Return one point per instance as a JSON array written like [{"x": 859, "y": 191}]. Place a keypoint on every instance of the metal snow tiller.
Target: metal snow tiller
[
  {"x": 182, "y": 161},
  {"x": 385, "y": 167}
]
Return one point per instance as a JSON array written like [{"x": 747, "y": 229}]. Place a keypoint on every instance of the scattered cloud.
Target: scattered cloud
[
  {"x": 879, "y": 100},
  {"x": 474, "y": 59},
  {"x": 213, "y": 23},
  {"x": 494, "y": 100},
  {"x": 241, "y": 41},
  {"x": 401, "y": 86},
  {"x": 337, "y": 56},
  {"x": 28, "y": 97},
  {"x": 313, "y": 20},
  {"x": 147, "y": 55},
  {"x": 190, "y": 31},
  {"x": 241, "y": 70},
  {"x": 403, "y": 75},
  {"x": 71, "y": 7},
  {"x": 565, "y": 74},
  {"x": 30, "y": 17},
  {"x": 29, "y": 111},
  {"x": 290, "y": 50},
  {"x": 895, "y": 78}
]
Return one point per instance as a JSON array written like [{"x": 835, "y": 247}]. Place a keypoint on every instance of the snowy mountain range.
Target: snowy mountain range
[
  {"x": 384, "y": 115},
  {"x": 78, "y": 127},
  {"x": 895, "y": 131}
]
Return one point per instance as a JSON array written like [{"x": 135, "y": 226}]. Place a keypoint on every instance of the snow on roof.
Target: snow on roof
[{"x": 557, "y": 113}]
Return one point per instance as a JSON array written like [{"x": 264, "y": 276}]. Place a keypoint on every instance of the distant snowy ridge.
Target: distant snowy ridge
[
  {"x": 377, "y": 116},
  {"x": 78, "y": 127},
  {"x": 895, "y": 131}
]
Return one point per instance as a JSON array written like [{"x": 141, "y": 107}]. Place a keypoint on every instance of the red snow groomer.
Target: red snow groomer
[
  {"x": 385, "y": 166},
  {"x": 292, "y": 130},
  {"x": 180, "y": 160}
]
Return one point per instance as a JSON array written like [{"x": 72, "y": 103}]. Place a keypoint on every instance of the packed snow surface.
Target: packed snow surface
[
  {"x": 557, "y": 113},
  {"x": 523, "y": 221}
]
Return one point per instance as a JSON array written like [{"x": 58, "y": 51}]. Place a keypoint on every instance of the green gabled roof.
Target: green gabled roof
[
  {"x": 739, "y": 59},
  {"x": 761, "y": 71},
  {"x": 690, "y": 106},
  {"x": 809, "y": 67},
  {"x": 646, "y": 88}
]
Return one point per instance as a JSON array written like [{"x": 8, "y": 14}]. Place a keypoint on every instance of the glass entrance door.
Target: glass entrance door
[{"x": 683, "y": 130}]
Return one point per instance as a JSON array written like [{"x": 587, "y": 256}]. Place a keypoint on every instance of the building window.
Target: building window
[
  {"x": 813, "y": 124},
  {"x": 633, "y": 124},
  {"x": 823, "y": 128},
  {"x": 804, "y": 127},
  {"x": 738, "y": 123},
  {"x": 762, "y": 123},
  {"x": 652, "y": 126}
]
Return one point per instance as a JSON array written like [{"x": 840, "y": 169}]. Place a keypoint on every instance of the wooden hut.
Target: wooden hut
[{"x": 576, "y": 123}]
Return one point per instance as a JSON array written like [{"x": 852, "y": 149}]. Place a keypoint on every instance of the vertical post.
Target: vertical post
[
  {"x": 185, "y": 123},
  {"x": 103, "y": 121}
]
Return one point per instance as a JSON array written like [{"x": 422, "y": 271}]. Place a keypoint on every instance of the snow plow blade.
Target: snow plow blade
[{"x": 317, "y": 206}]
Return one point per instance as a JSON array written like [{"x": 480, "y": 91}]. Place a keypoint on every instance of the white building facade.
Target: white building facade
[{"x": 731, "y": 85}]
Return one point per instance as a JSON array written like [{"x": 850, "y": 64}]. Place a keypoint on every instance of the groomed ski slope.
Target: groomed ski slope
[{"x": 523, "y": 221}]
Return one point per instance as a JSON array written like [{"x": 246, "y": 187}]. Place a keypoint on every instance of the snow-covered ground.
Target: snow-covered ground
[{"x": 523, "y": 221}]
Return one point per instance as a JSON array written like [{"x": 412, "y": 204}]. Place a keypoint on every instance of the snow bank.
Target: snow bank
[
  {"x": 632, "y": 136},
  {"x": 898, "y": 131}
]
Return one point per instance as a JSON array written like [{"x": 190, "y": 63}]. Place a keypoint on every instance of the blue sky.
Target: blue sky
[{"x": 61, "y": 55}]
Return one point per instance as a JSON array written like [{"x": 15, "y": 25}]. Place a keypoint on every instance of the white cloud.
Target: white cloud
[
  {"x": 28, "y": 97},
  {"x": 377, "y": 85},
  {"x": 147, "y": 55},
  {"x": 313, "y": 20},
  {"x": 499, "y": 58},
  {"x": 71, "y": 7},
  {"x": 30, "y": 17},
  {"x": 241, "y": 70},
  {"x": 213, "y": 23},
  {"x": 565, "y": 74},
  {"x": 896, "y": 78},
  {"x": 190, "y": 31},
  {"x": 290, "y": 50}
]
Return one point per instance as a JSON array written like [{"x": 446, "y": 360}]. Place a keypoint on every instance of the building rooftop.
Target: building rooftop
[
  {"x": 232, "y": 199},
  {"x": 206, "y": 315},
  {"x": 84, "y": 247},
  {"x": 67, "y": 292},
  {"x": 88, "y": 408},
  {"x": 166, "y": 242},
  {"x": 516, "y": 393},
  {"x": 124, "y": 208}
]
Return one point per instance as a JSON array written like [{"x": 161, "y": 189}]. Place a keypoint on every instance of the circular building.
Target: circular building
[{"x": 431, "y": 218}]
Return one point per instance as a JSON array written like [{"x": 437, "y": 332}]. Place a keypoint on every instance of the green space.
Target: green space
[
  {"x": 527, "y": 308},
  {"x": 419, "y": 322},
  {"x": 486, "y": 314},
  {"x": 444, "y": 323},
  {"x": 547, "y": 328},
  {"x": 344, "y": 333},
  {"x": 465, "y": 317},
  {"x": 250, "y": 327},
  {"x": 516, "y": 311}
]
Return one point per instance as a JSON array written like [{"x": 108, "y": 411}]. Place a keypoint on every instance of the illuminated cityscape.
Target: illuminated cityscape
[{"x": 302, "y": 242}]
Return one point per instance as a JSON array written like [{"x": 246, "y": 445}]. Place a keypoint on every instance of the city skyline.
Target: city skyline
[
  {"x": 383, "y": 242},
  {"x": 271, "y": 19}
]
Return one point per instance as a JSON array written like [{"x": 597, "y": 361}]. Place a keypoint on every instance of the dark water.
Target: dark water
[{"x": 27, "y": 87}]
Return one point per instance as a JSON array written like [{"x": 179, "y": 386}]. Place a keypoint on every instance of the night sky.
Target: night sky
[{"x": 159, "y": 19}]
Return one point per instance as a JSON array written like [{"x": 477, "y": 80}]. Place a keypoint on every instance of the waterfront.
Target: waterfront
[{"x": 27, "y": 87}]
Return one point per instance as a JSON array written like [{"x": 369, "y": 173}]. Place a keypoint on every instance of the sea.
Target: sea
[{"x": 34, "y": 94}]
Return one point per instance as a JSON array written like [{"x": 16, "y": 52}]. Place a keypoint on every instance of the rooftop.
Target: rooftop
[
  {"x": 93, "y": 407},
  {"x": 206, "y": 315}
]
▬▬▬▬▬▬
- _Problem to work on_: Extract every record and return it verbatim.

- _Response to this task_:
Return one point per instance as a JSON array written like [{"x": 859, "y": 191}]. Place a keypoint on every instance of the metal snow tiller.
Target: metal snow tiller
[
  {"x": 182, "y": 161},
  {"x": 385, "y": 167}
]
Return one point per instance as a JSON array written like [{"x": 747, "y": 229}]. Place a keypoint on every instance of the scattered cloud.
Target: scattered cloud
[
  {"x": 879, "y": 100},
  {"x": 474, "y": 59},
  {"x": 213, "y": 23},
  {"x": 494, "y": 100},
  {"x": 241, "y": 41},
  {"x": 401, "y": 86},
  {"x": 337, "y": 56},
  {"x": 28, "y": 97},
  {"x": 313, "y": 20},
  {"x": 147, "y": 55},
  {"x": 190, "y": 31},
  {"x": 241, "y": 70},
  {"x": 403, "y": 75},
  {"x": 71, "y": 7},
  {"x": 565, "y": 74},
  {"x": 30, "y": 17},
  {"x": 29, "y": 111},
  {"x": 290, "y": 50},
  {"x": 895, "y": 78}
]
Return one point per instance as a JSON array written like [{"x": 835, "y": 247}]. Place a keypoint on every instance of the snowy mountain range.
Target: snowy mountain range
[
  {"x": 384, "y": 115},
  {"x": 78, "y": 127},
  {"x": 895, "y": 131}
]
Return one point per instance as a JSON array written like [{"x": 135, "y": 226}]. Place a keypoint on every instance of the snow on roof.
Target: snow on roof
[{"x": 557, "y": 113}]
Return one point per instance as a JSON array written like [{"x": 264, "y": 276}]. Place a keypoint on every instance of the distant snowy ridge.
Target: distant snowy ridge
[
  {"x": 377, "y": 116},
  {"x": 78, "y": 127},
  {"x": 895, "y": 131}
]
Return one point per instance as a JSON array written like [{"x": 141, "y": 107}]. Place a keypoint on every instance of the red snow groomer.
Target: red snow groomer
[
  {"x": 385, "y": 166},
  {"x": 292, "y": 130},
  {"x": 180, "y": 160}
]
Return one point per instance as a JSON array written like [{"x": 72, "y": 103}]. Place a keypoint on every instance of the packed snow surface.
Target: packed snow surface
[
  {"x": 557, "y": 113},
  {"x": 523, "y": 221}
]
Return one point per instance as a JSON array written like [{"x": 58, "y": 51}]. Place a keypoint on every instance of the green gabled roof.
Target: green gabled roof
[
  {"x": 739, "y": 59},
  {"x": 761, "y": 71},
  {"x": 690, "y": 106},
  {"x": 809, "y": 67},
  {"x": 646, "y": 88}
]
Return one point per instance as a JSON array written like [{"x": 8, "y": 14}]. Place a keypoint on every instance of the glass entrance door.
Target: glass entrance door
[{"x": 683, "y": 130}]
Return one point per instance as a JSON array written like [{"x": 587, "y": 256}]. Place a keypoint on every instance of the building window.
Target: building window
[
  {"x": 813, "y": 124},
  {"x": 633, "y": 124},
  {"x": 823, "y": 128},
  {"x": 804, "y": 127},
  {"x": 738, "y": 123},
  {"x": 762, "y": 123},
  {"x": 652, "y": 126}
]
Return one point per instance as a JSON array written like [{"x": 840, "y": 169}]. Place a keypoint on every instance of the wooden hut.
Target: wooden hut
[{"x": 576, "y": 123}]
Return one point per instance as a JSON array written like [{"x": 852, "y": 149}]. Place a keypoint on every instance of the vertical post.
Target: vertical post
[
  {"x": 185, "y": 123},
  {"x": 103, "y": 121}
]
Return one point per instance as a JSON array written like [{"x": 422, "y": 271}]. Place a keypoint on every instance of the snow plow blade.
Target: snow plow blade
[{"x": 317, "y": 206}]
Return one point per instance as a JSON array written like [{"x": 480, "y": 91}]. Place a keypoint on every instance of the white building facade.
Target: white building facade
[{"x": 731, "y": 85}]
Return one point per instance as a JSON array written like [{"x": 850, "y": 64}]. Place a keypoint on every instance of the groomed ski slope.
Target: groomed ski slope
[{"x": 523, "y": 221}]
Return one point per instance as a JSON array written like [{"x": 246, "y": 187}]. Place a keypoint on every instance of the snow-covered ground.
Target: snow-covered ground
[{"x": 523, "y": 221}]
Return one point per instance as a JSON array written like [{"x": 412, "y": 204}]. Place a keypoint on every instance of the snow bank.
Target: snow bank
[
  {"x": 632, "y": 136},
  {"x": 898, "y": 131}
]
Return one point per instance as a JSON array written like [{"x": 190, "y": 63}]. Place a keypoint on every instance of the blue sky.
Target: blue sky
[{"x": 61, "y": 55}]
Return one point per instance as a JSON array written like [{"x": 15, "y": 25}]. Place a keypoint on every instance of the white cloud.
Target: white cloud
[
  {"x": 28, "y": 97},
  {"x": 377, "y": 85},
  {"x": 147, "y": 55},
  {"x": 313, "y": 20},
  {"x": 499, "y": 58},
  {"x": 71, "y": 7},
  {"x": 30, "y": 17},
  {"x": 241, "y": 70},
  {"x": 213, "y": 23},
  {"x": 565, "y": 74},
  {"x": 896, "y": 78},
  {"x": 190, "y": 31},
  {"x": 290, "y": 50}
]
Return one point per instance as a JSON array written like [{"x": 446, "y": 360}]. Place a keypoint on every instance of the building rooftop.
Target: building rooftop
[
  {"x": 232, "y": 199},
  {"x": 206, "y": 315},
  {"x": 84, "y": 247},
  {"x": 67, "y": 292},
  {"x": 88, "y": 408},
  {"x": 166, "y": 242},
  {"x": 516, "y": 393},
  {"x": 124, "y": 208}
]
Return one point per instance as a JSON array written like [{"x": 161, "y": 189}]. Place a keypoint on every instance of the circular building.
Target: circular building
[{"x": 431, "y": 218}]
Return one point per instance as a JSON array written like [{"x": 437, "y": 332}]. Place a keypoint on every instance of the green space.
Target: green space
[
  {"x": 527, "y": 308},
  {"x": 419, "y": 322},
  {"x": 486, "y": 314},
  {"x": 444, "y": 323},
  {"x": 547, "y": 328},
  {"x": 344, "y": 333},
  {"x": 465, "y": 317},
  {"x": 250, "y": 327},
  {"x": 516, "y": 311}
]
Return one point per instance as a JSON array written like [{"x": 108, "y": 411}]. Place a keypoint on every instance of the illuminated cityscape.
Target: illuminated cityscape
[{"x": 302, "y": 242}]
Return one point per instance as a JSON array written like [{"x": 246, "y": 445}]. Place a keypoint on every instance of the city skyline.
Target: city skyline
[
  {"x": 383, "y": 242},
  {"x": 271, "y": 19}
]
Return one point per instance as a JSON array written like [{"x": 597, "y": 361}]. Place a keypoint on every instance of the dark water.
Target: dark water
[{"x": 27, "y": 87}]
Return one point per instance as a JSON array written like [{"x": 179, "y": 386}]. Place a keypoint on every instance of the night sky.
Target: night sky
[{"x": 159, "y": 19}]
Return one point per instance as a JSON array written like [{"x": 477, "y": 80}]. Place a keypoint on every instance of the waterfront.
Target: waterfront
[{"x": 27, "y": 87}]
Return one point per instance as a JSON array written like [{"x": 369, "y": 173}]. Place a keypoint on every instance of the sea.
Target: sea
[{"x": 34, "y": 94}]
Return one point per instance as a JSON array written like [{"x": 16, "y": 52}]. Place a keypoint on every instance of the rooftop.
Target: rooftop
[
  {"x": 93, "y": 407},
  {"x": 206, "y": 315}
]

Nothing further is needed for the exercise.